Natural language region descriptions:
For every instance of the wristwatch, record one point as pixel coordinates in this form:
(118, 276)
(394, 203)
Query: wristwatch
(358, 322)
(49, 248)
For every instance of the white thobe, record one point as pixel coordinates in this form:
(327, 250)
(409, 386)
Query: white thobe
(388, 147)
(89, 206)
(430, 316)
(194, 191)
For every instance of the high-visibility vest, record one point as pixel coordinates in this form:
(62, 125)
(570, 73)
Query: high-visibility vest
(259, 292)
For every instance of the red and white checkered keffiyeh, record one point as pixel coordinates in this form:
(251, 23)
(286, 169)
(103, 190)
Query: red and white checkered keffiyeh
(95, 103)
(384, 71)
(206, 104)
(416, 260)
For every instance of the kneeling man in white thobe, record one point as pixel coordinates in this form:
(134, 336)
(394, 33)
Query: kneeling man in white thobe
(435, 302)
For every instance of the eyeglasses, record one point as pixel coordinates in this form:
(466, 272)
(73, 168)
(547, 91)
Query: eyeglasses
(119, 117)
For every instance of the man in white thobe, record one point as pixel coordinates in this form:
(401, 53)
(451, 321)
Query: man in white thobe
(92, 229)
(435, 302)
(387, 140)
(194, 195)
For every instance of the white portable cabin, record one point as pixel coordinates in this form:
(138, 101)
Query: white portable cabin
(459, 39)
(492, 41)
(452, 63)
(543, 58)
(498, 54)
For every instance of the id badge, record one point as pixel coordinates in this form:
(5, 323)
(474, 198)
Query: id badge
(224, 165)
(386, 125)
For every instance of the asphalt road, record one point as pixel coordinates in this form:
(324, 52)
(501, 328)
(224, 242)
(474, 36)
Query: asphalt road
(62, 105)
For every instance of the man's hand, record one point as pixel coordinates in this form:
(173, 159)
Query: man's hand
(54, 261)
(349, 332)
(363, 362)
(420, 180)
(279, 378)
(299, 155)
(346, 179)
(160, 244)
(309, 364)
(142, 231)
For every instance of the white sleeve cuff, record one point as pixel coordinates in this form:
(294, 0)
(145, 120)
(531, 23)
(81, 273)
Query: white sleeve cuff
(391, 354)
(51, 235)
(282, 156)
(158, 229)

Task item: All of the entries above must be quoted exactly.

Answer space:
For every instance of the wristwatch, record one point as pixel coordinates in this form:
(118, 276)
(394, 203)
Query: wristwatch
(358, 322)
(49, 248)
For every instance of the white thobe, record one point as pixel coordinates in this form:
(327, 250)
(409, 386)
Query: white thobe
(388, 147)
(89, 206)
(430, 316)
(194, 191)
For every instance of the high-visibility vest, record one point as pixel coordinates in this form:
(62, 125)
(570, 73)
Query: high-visibility vest
(259, 292)
For every instance of the red and white checkered keffiyeh, record one point as pixel coordinates in this form:
(251, 23)
(286, 169)
(103, 190)
Query: red and white checkered keffiyeh
(95, 103)
(384, 71)
(206, 104)
(416, 260)
For every instance of the kneeling man in white thobe, record one point as pixel coordinates in this form:
(134, 336)
(394, 33)
Query: kneeling man in white thobe
(435, 302)
For every instance of the eyeglasses, record one point as pixel coordinates in this form:
(466, 272)
(73, 168)
(547, 91)
Query: eyeglasses
(119, 117)
For every instance of the man in white thobe, record one point as pixel coordinates in this form:
(401, 53)
(451, 321)
Query: man in white thobe
(92, 229)
(435, 302)
(387, 140)
(194, 195)
For every instance of the white portable cabin, record one point as pixel coordinates in this form:
(138, 101)
Query: white portable cabin
(459, 39)
(492, 41)
(452, 63)
(543, 58)
(498, 54)
For every instance of the id badge, record one point as pixel coordinates in this form:
(5, 323)
(474, 198)
Query: id badge
(224, 165)
(386, 125)
For every instance of the asphalt road, record one point as pixel coordinates in this form:
(324, 52)
(501, 328)
(224, 242)
(474, 36)
Query: asphalt road
(62, 105)
For every instance of the man's hand, record one point as pixel coordinates in this form:
(173, 159)
Query: man's hand
(54, 261)
(349, 332)
(363, 362)
(420, 180)
(279, 378)
(299, 155)
(346, 179)
(160, 244)
(309, 364)
(142, 231)
For every instance of the white sleeve cuff, record one point as pixel coordinates in this form:
(294, 0)
(145, 120)
(531, 23)
(81, 273)
Query: white sleeve cuff
(391, 354)
(51, 235)
(282, 156)
(158, 229)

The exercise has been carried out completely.